SOURCE PASSAGE
▼
08 December 2014

Endsinger by Jay Kristoff

I've been waiting for this for a long time. ENDSINGER is the final chapter of The Lotus War Trilogy, Jay Kristoff's amazing feudal-Japanese-dystopian-steampunk trilogy. I picked up the first book, STORMDANCER, back in 2013 when I saw it on a table at Barnes and Noble. The amazing cover and the spot-on blurb sold it to me right away.

I read the sequel, KINSLAYER, back in June - it had somehow gotten released without my realizing it. Probably because I wasn't on The Twitter at the time. At the time, KINSLAYER was a bit of an enigma to me: I was still in love with the world and the characters, but it seemed at times to meander and I didn't get how things were going to pay off.

Well, I shouldn't have doubted, because everything came back together in the explosive orgy of ass-kicking that is ENDSINGER.

ENDSINGER picks up where KINSLAYER left off: the Kagé rebellion in serious trouble after being betrayed by Kin, the Lotus Guild about to launch their Earthcrusher, the gaijin of Morcheba about to push back against the Shimans who have been pillaging their country for twenty years, Hiro a puppet of the Guild, Yukiko pregnant...you get it.

In my experience, the final book of a trilogy tends to be either the worst or the best. ENDSINGER was definitely the best: it hit the ground running and never let up. There were surprises left and right, reversals that I never saw coming. Kristoff is a master of misdirection, and he kept me guessing all along.
▲
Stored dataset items
▼
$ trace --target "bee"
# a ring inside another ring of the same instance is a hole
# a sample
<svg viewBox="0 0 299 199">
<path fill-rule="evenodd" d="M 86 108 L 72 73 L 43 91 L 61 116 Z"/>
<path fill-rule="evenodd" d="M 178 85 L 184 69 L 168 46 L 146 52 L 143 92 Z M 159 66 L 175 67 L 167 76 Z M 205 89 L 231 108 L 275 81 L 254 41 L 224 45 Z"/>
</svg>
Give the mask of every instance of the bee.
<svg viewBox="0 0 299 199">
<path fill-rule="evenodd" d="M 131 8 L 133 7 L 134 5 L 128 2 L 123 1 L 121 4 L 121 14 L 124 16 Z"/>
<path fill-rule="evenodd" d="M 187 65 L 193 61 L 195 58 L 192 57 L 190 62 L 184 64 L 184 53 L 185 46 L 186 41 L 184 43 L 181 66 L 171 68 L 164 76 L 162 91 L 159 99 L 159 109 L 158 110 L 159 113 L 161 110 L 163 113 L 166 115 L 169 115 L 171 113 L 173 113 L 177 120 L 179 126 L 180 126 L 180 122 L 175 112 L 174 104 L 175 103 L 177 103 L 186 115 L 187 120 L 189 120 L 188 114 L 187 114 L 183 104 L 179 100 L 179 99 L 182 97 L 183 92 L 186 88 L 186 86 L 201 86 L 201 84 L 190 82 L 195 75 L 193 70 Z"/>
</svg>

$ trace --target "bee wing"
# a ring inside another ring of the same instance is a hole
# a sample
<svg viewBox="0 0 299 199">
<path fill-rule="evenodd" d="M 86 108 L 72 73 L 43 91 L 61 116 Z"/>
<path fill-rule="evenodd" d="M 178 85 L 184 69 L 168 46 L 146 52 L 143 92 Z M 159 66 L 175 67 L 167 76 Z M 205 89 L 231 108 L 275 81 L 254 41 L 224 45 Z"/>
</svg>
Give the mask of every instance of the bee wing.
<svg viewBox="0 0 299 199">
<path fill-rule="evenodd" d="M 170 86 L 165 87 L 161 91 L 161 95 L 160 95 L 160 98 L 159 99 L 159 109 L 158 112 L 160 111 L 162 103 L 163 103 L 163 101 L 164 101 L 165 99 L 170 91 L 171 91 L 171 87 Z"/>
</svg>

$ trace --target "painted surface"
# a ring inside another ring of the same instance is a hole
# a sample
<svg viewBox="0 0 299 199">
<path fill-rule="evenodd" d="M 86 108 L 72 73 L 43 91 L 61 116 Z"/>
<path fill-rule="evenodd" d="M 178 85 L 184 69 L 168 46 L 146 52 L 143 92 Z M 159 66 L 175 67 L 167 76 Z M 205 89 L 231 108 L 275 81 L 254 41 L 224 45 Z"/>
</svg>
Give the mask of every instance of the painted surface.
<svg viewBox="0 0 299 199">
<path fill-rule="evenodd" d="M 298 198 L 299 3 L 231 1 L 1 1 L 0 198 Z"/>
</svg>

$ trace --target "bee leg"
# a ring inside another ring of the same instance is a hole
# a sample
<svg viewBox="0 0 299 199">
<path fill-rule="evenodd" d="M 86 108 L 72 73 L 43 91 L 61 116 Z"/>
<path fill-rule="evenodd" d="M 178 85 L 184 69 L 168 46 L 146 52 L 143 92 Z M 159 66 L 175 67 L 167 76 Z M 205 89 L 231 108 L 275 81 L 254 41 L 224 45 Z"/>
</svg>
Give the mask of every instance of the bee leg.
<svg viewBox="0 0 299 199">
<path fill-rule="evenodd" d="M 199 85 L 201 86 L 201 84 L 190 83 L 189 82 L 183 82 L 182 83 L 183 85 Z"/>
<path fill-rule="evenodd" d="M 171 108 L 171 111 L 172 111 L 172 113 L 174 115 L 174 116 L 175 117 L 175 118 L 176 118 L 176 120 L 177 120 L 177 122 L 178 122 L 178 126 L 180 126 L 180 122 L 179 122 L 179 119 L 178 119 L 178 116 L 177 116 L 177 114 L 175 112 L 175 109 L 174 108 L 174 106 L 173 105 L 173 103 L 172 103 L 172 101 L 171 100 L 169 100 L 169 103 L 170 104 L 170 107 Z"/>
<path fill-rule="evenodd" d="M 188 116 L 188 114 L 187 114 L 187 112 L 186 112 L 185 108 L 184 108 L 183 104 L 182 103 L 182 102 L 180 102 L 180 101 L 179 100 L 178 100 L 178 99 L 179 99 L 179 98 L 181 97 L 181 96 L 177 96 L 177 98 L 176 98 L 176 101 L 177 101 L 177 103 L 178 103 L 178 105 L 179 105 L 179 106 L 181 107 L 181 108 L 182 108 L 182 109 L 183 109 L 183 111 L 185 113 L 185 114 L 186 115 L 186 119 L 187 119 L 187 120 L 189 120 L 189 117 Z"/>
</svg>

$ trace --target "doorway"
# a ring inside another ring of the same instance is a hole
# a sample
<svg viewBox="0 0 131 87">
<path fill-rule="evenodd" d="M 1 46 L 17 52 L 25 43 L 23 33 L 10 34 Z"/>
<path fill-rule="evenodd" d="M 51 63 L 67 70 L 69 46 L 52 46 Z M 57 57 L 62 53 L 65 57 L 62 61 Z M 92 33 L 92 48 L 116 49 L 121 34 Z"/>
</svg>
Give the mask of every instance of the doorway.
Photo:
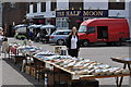
<svg viewBox="0 0 131 87">
<path fill-rule="evenodd" d="M 97 38 L 108 39 L 108 26 L 97 26 Z"/>
</svg>

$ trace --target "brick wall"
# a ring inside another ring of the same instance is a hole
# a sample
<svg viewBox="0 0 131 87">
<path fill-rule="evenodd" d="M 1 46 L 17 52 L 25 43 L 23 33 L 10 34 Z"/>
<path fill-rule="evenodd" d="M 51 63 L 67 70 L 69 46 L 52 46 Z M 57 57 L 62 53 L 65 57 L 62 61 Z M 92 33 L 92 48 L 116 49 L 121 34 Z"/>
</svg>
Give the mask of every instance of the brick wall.
<svg viewBox="0 0 131 87">
<path fill-rule="evenodd" d="M 21 24 L 23 22 L 28 9 L 27 5 L 27 2 L 16 2 L 14 8 L 11 8 L 10 2 L 3 3 L 2 26 L 7 26 L 7 36 L 13 36 L 13 22 L 15 24 Z"/>
</svg>

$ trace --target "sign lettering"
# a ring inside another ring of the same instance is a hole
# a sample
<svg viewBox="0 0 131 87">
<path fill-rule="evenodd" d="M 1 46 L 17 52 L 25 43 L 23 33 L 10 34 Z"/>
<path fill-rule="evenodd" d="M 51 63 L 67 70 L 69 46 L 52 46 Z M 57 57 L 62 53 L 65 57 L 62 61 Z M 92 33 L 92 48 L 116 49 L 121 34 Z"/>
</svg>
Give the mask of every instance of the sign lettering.
<svg viewBox="0 0 131 87">
<path fill-rule="evenodd" d="M 62 10 L 57 11 L 57 17 L 68 16 L 88 16 L 88 17 L 108 17 L 107 10 Z"/>
</svg>

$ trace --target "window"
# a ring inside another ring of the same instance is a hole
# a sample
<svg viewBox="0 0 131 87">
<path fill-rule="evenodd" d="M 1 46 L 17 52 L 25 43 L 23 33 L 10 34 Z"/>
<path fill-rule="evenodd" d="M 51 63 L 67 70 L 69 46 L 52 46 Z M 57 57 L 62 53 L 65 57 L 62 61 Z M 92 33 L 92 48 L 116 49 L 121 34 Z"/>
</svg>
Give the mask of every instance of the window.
▲
EXERCISE INSTRUCTIONS
Continue the Endsinger book review from its last sentence, in the same voice.

FINAL ANSWER
Kristoff occupies a space that seems, to me, halfway between Tolkien and Martin. There's a lot of Tolkien's optimism, care for the environment, and belief that even the most unlikely of us can become heroes. But on the other hand, there's plenty of Martin's pessimism, acknowledging that often humans become their own monsters, that people can be destructively selfish on a global scale, that gods and monsters are nothing compared to the horrors we perpetrate on each other. And when it comes to killing people off, there's no doubt that Kristoff belongs in George R. R. Martin's camp.

For all that, though, the novel left off on a note of hope. There was loss, yes, but there was love at the end, and hope for a better future. Kristoff's own author bio says he doesn't believe in happy endings, but ENDSINGER wasn't a sad ending, either. It was haunting and bittersweet, and it was honest and real and earned.

Absolutely worth the wait.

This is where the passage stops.